§ Trecho fornecido:
★ ★ ★ ★

A migração é silenciosa, mas notada. O número de índios que deixam suas comunidades para arriscar uma vida melhor na Capital aumentou nos últimos anos, em Roraima, segundo dados apontados pelos dois últimos censos do Instituto Brasileiro de Geografia e Estatística (IBGE). Em 2000, Boa Vista tinha 6.150 índios. O número pulou em 2010 para 8.550.

A Folha entrevistou esta semana vários indígenas, em zonas distintas da cidade, para saber os principais motivos da migração. E a resposta de todos foi quase a mesma. “Não tem mais como viver na comunidade. Não tem saúde, não tem comida. Nosso povo está morrendo de fome”, lamentou a índia macuxi V.A.O, de 41 anos, mãe de 10 filhos, moradora da comunidade Beija-Flor, em Normandia, município a 190 quilômetros da Capital pela BR-401, Noroeste de Roraima.

★ ★ ★ ★

§ Informações fornecidas:
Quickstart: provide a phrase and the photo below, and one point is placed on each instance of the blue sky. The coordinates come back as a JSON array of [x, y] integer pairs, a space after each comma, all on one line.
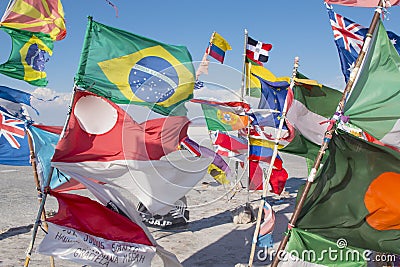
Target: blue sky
[[294, 28]]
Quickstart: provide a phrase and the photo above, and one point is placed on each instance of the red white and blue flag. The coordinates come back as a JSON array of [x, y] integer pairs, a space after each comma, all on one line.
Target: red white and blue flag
[[257, 51], [349, 38], [13, 141]]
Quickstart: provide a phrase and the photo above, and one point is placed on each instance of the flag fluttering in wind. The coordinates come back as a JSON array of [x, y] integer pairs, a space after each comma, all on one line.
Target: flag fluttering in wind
[[358, 184], [267, 227], [256, 51], [310, 111], [139, 70], [96, 235], [46, 16], [218, 47], [302, 242], [141, 158], [349, 38], [30, 51], [45, 139], [373, 103], [253, 83], [362, 3], [13, 141], [223, 120], [218, 168], [273, 96]]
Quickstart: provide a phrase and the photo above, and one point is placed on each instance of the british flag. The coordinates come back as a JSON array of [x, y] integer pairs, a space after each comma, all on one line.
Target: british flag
[[11, 128], [349, 38]]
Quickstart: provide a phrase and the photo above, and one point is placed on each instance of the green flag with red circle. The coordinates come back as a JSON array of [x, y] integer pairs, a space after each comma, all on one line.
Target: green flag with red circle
[[356, 196]]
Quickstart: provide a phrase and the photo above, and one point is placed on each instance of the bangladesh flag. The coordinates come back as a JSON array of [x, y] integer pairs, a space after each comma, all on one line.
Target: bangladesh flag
[[223, 120], [355, 196], [128, 68], [30, 51], [312, 104], [373, 104]]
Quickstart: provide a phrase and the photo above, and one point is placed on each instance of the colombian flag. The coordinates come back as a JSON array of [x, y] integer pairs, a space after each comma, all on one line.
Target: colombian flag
[[218, 47], [36, 16]]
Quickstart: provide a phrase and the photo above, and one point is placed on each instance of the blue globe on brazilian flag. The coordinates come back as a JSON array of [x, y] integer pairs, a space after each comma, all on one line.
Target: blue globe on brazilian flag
[[128, 68]]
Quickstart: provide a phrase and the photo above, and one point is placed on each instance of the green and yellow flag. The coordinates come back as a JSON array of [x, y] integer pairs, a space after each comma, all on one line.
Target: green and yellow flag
[[128, 68], [253, 84], [223, 120], [30, 51], [358, 186], [46, 16]]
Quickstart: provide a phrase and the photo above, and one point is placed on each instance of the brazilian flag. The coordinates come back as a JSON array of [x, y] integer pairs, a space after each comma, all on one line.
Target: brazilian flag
[[128, 68], [30, 52], [356, 196]]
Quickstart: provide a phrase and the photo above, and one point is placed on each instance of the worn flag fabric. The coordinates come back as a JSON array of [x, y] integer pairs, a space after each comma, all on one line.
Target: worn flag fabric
[[218, 47], [310, 250], [273, 97], [218, 168], [13, 141], [349, 38], [30, 51], [256, 51], [113, 198], [237, 107], [232, 143], [372, 105], [139, 70], [220, 119], [44, 142], [362, 3], [11, 100], [267, 226], [114, 149], [309, 113], [86, 232], [358, 185], [36, 16], [253, 83]]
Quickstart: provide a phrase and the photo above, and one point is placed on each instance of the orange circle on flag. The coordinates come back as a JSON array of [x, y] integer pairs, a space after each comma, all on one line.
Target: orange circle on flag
[[382, 201]]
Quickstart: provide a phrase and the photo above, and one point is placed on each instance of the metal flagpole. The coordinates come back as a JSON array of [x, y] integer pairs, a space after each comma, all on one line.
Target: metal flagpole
[[37, 182], [270, 168], [45, 191], [330, 130]]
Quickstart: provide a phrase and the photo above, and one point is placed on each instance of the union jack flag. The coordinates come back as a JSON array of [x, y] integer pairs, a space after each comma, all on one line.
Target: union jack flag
[[11, 128], [349, 38]]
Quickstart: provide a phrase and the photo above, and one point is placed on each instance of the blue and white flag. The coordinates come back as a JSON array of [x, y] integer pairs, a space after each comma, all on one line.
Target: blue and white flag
[[349, 38], [272, 101], [14, 148]]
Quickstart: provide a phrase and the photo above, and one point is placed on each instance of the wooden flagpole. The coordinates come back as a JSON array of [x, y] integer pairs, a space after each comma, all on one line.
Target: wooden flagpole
[[270, 168], [45, 193], [37, 182], [330, 131]]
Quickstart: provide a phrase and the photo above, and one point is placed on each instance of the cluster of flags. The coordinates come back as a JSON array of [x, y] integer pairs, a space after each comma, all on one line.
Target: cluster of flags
[[363, 154], [143, 158]]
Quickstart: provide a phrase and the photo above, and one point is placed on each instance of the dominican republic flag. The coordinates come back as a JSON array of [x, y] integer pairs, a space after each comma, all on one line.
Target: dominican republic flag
[[349, 39], [257, 51], [86, 232], [114, 149]]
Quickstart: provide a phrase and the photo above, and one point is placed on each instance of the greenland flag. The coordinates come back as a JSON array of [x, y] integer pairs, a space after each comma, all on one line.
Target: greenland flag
[[104, 143], [86, 232]]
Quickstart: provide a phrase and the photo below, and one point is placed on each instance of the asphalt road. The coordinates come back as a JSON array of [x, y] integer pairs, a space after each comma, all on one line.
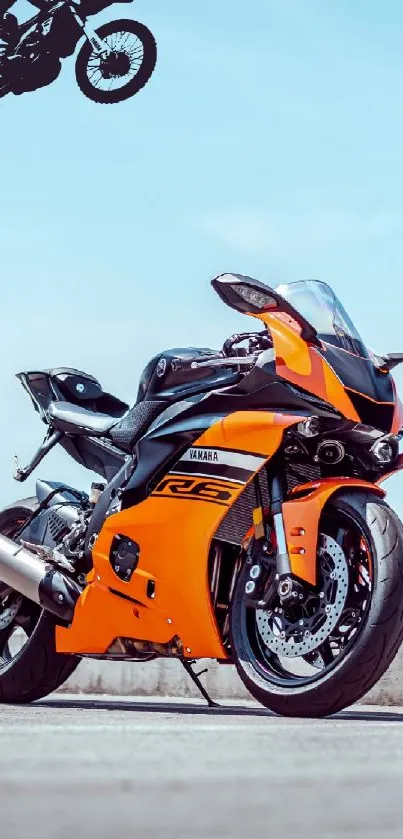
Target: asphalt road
[[73, 767]]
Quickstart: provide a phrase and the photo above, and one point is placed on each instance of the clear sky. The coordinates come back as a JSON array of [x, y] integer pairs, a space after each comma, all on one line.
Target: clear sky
[[269, 141]]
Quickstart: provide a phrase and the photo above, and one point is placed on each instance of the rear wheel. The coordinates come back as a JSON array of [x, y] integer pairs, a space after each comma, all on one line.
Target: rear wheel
[[30, 667], [325, 653], [125, 70]]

★ ★ ★ ★

§ Detalhes da tarefa:
No texto sobre a migração indígena em Roraima, liste todos os nomes próprios de estado, cidade, município e comunidade que aparecem. Não é preciso consultar os registros.

§ Resposta ao problema:
Roraima, Boa Vista, Beija-Flor, Normandia